TEXTO DO EXERCÍCIO -
#####
Gustavo Franceschini

Do UOL, em Hannover (Alemanha)

20/12/2015 06h00

Em 10 de novembro de 2009, Robert Enke tirou a própria vida ao se atirar diante de um trem em uma cidade vizinha a Hannover, onde era capitão e ídolo do time local. A morte precoce chocou a Alemanha, que não entendia como o goleiro titular da seleção, dono de uma carreira de sucesso no futebol, podia cometer suicídio. Seis anos depois, segue sendo difícil entender, mas uma fundação que leva o nome dele, criada após a tragédia, ao menos incentivou o país a tratar a depressão de forma mais séria.

O caso chamou a atenção do mundo inteiro. Enke tinha 32 anos e estava assumindo aos poucos a titularidade da seleção. Era favorito à titularidade na Copa de 2010 e tinha Neuer, hoje apontado de forma quase unânime como melhor goleiro do mundo, como seu reserva. Só que o goleiro do Hannover 96 não resistiu à depressão que o afligia desde garoto e se agravou quando ele perdeu a filha Lara, que não resistiu a uma cirurgia para correção de um problema cardíaco.

"Quando aconteceu, nós não sabíamos da condição dele. Depois que tivemos acesso a todas as informações, foi inevitável pensar no que poderíamos ter feito. Será que poderíamos ter salvado ele? É por isso que a Federação Alemã de Futebol, a Bundesliga [Liga que gere o Campeonato Alemão] e o Hannover criaram a Fundação Robert Enke", disse Martin Kind, presidente do Hannover 96, ao UOL Esporte.
#####
OS DADOS -
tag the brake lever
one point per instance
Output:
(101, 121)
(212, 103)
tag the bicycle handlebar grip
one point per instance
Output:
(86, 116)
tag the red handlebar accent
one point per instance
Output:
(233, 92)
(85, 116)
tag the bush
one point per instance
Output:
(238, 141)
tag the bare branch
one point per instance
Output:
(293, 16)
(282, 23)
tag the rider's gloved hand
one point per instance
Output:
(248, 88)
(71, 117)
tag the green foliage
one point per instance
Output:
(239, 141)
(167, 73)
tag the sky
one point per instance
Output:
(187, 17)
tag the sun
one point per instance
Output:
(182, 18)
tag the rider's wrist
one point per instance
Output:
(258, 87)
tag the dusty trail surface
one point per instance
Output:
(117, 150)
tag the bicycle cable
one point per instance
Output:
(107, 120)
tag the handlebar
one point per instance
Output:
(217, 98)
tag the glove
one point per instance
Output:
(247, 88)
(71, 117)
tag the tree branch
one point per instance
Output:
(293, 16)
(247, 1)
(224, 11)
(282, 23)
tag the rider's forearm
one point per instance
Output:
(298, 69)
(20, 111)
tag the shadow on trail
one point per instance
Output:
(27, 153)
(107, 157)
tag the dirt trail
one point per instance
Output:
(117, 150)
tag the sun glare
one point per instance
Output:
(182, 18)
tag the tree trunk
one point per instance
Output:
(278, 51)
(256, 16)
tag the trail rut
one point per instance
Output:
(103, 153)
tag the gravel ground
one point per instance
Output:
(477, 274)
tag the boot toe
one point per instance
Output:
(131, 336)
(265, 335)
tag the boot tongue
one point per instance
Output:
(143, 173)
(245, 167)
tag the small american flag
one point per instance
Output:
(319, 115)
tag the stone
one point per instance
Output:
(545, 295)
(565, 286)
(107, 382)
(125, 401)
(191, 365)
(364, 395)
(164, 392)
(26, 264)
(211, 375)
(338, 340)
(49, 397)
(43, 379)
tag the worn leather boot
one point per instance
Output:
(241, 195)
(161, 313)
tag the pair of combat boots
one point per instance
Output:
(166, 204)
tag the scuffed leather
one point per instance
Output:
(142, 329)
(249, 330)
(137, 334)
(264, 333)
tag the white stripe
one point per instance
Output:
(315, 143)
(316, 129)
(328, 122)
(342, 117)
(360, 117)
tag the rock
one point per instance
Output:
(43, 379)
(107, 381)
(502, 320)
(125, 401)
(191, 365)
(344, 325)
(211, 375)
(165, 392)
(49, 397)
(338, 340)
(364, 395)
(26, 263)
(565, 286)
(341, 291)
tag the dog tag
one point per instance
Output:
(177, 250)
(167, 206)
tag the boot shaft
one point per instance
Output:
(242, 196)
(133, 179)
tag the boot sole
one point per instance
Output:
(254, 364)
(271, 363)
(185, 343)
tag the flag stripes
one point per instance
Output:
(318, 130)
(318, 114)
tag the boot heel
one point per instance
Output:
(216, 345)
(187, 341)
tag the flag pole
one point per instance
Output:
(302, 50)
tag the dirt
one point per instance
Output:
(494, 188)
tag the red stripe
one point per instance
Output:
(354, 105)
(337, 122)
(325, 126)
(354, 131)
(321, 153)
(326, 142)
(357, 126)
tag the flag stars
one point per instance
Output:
#####
AÇÃO EXIGIDA 1 - Diga se cada afirmação concorda com o texto sobre Robert Enke, respondendo sim ou não e citando literalmente as palavras do texto que decidem a resposta: (a) Enke tinha 32 anos. (b) Neuer era o titular e Enke, seu reserva. (c) A Fundação Robert Enke foi criada pela Federação Alemã de Futebol, pela Bundesliga e pelo Hannover.
AÇÃO EXIGIDA 2 - Liste todas as pessoas cujo nome aparece no texto sobre Robert Enke, incluindo a assinatura.

RESULTADO DO EXERCÍCIO 1 -
(a) Sim: "Enke tinha 32 anos"
(b) Não: "tinha Neuer, hoje apontado de forma quase unânime como melhor goleiro do mundo, como seu reserva"
(c) Sim: "a Federação Alemã de Futebol, a Bundesliga [Liga que gere o Campeonato Alemão] e o Hannover criaram a Fundação Robert Enke"

RESULTADO DO EXERCÍCIO 2 -
Gustavo Franceschini
Robert Enke
Neuer
Lara
Martin Kind